- **WHAT THE TASK ASKS**
Every entry needs to be reproduced exactly.

(Saved entries)

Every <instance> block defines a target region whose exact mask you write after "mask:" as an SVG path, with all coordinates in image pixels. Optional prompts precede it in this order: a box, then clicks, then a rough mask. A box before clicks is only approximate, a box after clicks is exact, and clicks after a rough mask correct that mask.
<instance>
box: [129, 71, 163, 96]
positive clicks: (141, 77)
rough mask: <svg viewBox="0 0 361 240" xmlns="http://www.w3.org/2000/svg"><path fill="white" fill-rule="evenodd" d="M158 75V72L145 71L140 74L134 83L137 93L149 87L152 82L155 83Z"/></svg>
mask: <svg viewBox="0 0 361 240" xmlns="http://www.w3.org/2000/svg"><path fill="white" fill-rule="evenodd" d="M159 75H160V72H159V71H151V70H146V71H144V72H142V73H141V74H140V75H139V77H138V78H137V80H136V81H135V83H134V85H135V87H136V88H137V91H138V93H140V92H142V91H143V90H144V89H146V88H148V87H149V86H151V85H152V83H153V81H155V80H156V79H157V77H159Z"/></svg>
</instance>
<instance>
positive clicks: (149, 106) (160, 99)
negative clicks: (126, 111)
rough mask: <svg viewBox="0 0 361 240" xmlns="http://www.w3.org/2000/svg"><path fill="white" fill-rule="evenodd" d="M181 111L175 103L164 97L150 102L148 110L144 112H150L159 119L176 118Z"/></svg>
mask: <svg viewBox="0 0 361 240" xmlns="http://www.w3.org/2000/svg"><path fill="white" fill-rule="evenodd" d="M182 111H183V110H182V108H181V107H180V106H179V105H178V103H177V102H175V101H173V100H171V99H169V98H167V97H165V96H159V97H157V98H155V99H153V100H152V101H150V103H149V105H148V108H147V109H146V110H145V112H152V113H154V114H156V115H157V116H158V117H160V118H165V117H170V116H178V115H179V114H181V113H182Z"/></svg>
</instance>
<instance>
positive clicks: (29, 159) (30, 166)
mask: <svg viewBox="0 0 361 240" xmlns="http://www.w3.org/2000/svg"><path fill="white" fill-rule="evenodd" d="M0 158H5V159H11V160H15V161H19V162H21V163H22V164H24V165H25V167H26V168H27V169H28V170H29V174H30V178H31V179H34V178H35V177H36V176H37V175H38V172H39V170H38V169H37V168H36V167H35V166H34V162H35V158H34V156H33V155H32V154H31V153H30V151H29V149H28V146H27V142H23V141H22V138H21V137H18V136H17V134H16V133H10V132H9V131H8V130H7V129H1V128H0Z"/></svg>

- **SOLUTION TO THIS PROBLEM**
Every <instance> block defines a target region whose exact mask you write after "mask:" as an SVG path, with all coordinates in image pixels. Optional prompts precede it in this order: a box, then clicks, then a rough mask. A box before clicks is only approximate, a box after clicks is exact, and clicks after a rough mask correct that mask.
<instance>
box: [129, 71, 163, 96]
positive clicks: (141, 77)
rough mask: <svg viewBox="0 0 361 240" xmlns="http://www.w3.org/2000/svg"><path fill="white" fill-rule="evenodd" d="M158 75V72L145 71L140 74L134 83L137 93L149 87L152 82L155 83Z"/></svg>
mask: <svg viewBox="0 0 361 240" xmlns="http://www.w3.org/2000/svg"><path fill="white" fill-rule="evenodd" d="M159 75H160V72H159V71H151V70H146V71H144V72H142V73H141V74H140V75H139V77H138V78H137V80H136V81H135V83H134V85H135V87H136V88H137V91H138V93H140V92H142V91H143V90H144V89H146V88H148V87H149V86H151V85H152V83H153V81H155V80H156V79H157V77H159Z"/></svg>
</instance>
<instance>
positive clicks: (149, 106) (160, 99)
negative clicks: (126, 111)
rough mask: <svg viewBox="0 0 361 240" xmlns="http://www.w3.org/2000/svg"><path fill="white" fill-rule="evenodd" d="M181 111L175 103L164 97L150 102L148 110L144 112H150L159 119L176 118Z"/></svg>
mask: <svg viewBox="0 0 361 240" xmlns="http://www.w3.org/2000/svg"><path fill="white" fill-rule="evenodd" d="M182 111H183V110H182V108H181V107H180V106H179V105H178V103H177V102H175V101H173V100H171V99H169V98H167V97H165V96H159V97H157V98H155V99H153V100H152V101H150V103H149V105H148V108H147V109H146V110H145V112H152V113H154V114H156V115H157V116H158V117H160V118H165V117H170V116H178V115H179V114H181V113H182Z"/></svg>
</instance>
<instance>
positive clicks: (29, 159) (30, 166)
mask: <svg viewBox="0 0 361 240" xmlns="http://www.w3.org/2000/svg"><path fill="white" fill-rule="evenodd" d="M0 158H5V159H11V160H15V161H19V162H21V163H22V164H24V165H25V167H26V168H27V169H28V170H29V174H30V178H31V179H34V178H35V177H36V176H37V175H38V172H39V170H38V169H37V168H36V167H35V166H34V162H35V158H34V156H33V155H32V154H31V153H30V151H29V149H28V146H27V142H23V141H22V138H21V137H18V136H17V134H16V133H10V132H9V131H8V130H7V129H1V128H0Z"/></svg>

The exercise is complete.